• _Objective_:
Copy the items below with every "Reported" replaced by "Marked points" and everything else unchanged.

• _Record excerpts_:

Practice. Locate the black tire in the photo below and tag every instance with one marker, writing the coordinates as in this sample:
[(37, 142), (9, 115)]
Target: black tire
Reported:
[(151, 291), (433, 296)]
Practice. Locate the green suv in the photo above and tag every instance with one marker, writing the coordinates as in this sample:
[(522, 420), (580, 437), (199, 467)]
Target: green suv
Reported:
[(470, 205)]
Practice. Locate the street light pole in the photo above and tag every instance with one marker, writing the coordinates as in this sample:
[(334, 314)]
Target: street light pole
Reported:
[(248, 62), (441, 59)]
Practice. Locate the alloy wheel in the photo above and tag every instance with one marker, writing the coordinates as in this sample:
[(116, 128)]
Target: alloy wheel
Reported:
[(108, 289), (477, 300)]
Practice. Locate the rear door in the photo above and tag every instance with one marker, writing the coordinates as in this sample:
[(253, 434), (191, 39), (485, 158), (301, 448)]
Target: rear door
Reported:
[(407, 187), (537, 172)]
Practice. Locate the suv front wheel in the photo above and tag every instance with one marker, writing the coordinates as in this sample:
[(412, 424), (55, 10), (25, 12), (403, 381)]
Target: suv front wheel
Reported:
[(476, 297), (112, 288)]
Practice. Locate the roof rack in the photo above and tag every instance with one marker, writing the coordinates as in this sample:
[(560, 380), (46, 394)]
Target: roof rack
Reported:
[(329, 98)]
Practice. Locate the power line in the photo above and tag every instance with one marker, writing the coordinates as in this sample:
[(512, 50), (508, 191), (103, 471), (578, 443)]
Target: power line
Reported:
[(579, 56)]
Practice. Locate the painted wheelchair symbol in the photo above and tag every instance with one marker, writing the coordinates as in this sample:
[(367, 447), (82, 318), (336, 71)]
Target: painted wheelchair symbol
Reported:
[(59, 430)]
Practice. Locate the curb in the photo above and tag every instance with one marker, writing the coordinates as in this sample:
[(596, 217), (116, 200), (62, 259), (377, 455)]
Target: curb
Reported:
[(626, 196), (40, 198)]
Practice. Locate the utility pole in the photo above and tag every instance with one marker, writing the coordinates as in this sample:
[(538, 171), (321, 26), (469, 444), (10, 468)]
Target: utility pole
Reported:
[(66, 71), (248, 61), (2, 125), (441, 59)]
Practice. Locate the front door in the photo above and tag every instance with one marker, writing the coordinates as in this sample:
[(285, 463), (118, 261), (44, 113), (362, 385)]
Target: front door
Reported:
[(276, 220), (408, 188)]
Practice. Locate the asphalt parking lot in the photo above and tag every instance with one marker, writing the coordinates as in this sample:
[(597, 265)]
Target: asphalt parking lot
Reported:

• _Correct output_:
Practice. Locate the black tire in the photo below and tag every instance with one marker, writing the coordinates as in this sample:
[(37, 142), (9, 115)]
Target: black tire
Marked points:
[(151, 291), (433, 296)]
Practice. Locate the green suv in the photo above and tag every instance with one marker, writing the coordinates as in this sample:
[(522, 420), (580, 437), (199, 467)]
Target: green suv
Marked points:
[(470, 205)]
Practice. Locate the street light pole in the photo above and tag every instance with one marker, writing the coordinates as in this sample:
[(334, 314)]
Target: street light pole
Marked points:
[(248, 62), (441, 59)]
Practice. Locate the alloy wheel in the photo above and tag every instance with one marker, writing the coordinates as in this sample:
[(116, 128)]
Target: alloy wheel
Marked points:
[(108, 289), (477, 300)]
Practice. Locate the rear door in the photo above and tag every instance with one marker, writing the coordinates as in this sample:
[(253, 434), (191, 39), (485, 158), (301, 448)]
Target: rear door
Marked points:
[(407, 187), (537, 172)]
Practice. Locate the suv front wheel in the photo above and tag every instance with one marker, writing the coordinates as in this sample:
[(412, 424), (55, 10), (25, 12), (403, 381)]
Target: suv front wheel
Marked points:
[(476, 297), (112, 288)]
Practice. Locate the roof rack in the photo above and tag every instance with one marker, writing the coordinates as in this sample:
[(560, 380), (46, 394)]
Target: roof rack
Marked points:
[(329, 98)]
Practice. Locate the power line in the photo above and tag every instance with one marker, writing the coordinates as in this sample:
[(512, 50), (508, 191), (103, 471), (578, 443)]
Target: power line
Marked points:
[(579, 56)]
Practice. Locate the painted wheelchair symbol in the photo above and tag every instance with one marker, writing the coordinates as in this sample:
[(367, 447), (82, 318), (336, 71)]
Target: painted wheelchair symbol
Marked points:
[(59, 430)]
Practice. Locate the curb in the photo above and tag every instance with one marker, writing the coordinates as in this sample:
[(596, 217), (116, 200), (62, 259), (377, 455)]
Target: curb
Marked points:
[(626, 196), (40, 198)]
Practice. Locate the utility pole in the photo above and tag every instance with one marker, writing the coordinates as in this sample:
[(538, 171), (321, 26), (469, 444), (10, 468)]
Target: utility pole
Marked points:
[(66, 71), (248, 61), (2, 125), (441, 59)]
Practice. Locate the front door in the photo above and tag every instance with one marker, writing the coordinates as in this sample:
[(285, 463), (118, 261), (44, 113), (362, 385)]
Target: front door
Marked points:
[(276, 220), (408, 188)]
Practice. Locate the asphalt parking lot in the photo above and tag every instance with one marker, writing the coordinates as in this sample:
[(597, 265)]
Target: asphalt parking lot
Marked points:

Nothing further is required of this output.